▶ _To do_: Each line from the one that contains "Detect yellow lanyard." to the end of the material must be set down exactly, and no line before it.

▶ _Data to process_:
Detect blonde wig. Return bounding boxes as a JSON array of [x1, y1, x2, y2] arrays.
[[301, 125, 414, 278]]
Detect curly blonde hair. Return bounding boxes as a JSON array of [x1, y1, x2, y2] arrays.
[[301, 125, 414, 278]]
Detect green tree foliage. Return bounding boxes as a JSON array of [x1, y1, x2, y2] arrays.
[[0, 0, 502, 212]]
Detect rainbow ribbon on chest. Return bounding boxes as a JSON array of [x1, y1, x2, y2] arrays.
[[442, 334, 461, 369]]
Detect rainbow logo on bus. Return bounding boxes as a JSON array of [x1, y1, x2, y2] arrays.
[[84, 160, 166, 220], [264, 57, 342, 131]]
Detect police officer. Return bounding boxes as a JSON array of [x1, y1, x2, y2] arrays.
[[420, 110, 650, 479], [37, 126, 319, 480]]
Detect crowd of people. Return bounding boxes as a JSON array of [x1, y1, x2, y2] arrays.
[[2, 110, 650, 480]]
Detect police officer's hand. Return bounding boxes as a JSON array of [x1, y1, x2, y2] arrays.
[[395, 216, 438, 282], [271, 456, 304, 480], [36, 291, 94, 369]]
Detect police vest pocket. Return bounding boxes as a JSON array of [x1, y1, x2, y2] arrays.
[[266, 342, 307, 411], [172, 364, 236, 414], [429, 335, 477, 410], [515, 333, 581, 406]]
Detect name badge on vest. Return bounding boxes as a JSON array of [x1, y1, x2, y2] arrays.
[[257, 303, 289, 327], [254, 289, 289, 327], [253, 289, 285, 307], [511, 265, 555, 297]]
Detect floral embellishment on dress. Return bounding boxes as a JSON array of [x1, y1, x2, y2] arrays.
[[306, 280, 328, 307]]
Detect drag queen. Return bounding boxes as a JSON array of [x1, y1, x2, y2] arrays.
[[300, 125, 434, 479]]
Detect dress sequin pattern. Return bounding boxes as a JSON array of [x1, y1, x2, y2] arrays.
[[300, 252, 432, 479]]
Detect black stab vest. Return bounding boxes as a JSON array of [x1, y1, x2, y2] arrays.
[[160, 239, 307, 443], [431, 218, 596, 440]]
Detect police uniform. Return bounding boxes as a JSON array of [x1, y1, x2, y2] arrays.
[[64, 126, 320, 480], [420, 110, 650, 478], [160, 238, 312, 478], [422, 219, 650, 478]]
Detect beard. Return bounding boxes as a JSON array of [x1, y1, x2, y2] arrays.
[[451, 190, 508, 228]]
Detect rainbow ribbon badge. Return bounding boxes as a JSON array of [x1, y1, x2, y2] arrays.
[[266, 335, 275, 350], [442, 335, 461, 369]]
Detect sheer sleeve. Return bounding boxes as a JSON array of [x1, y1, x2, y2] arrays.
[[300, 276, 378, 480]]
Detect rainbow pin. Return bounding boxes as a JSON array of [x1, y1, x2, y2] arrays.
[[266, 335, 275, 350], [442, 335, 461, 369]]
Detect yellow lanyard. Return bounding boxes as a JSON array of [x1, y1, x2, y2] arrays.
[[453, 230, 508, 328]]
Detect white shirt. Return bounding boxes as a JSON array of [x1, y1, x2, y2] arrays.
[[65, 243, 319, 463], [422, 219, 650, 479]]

▶ _Result of the exercise_:
Detect yellow lanyard. Return bounding boxes as a JSON array of [x1, y1, x2, y2] arrays.
[[453, 230, 508, 328]]
Detect white shirt. Return bounding boxes as a JSON array of [x1, y1, x2, y2] arrays.
[[65, 243, 319, 463], [422, 219, 650, 479]]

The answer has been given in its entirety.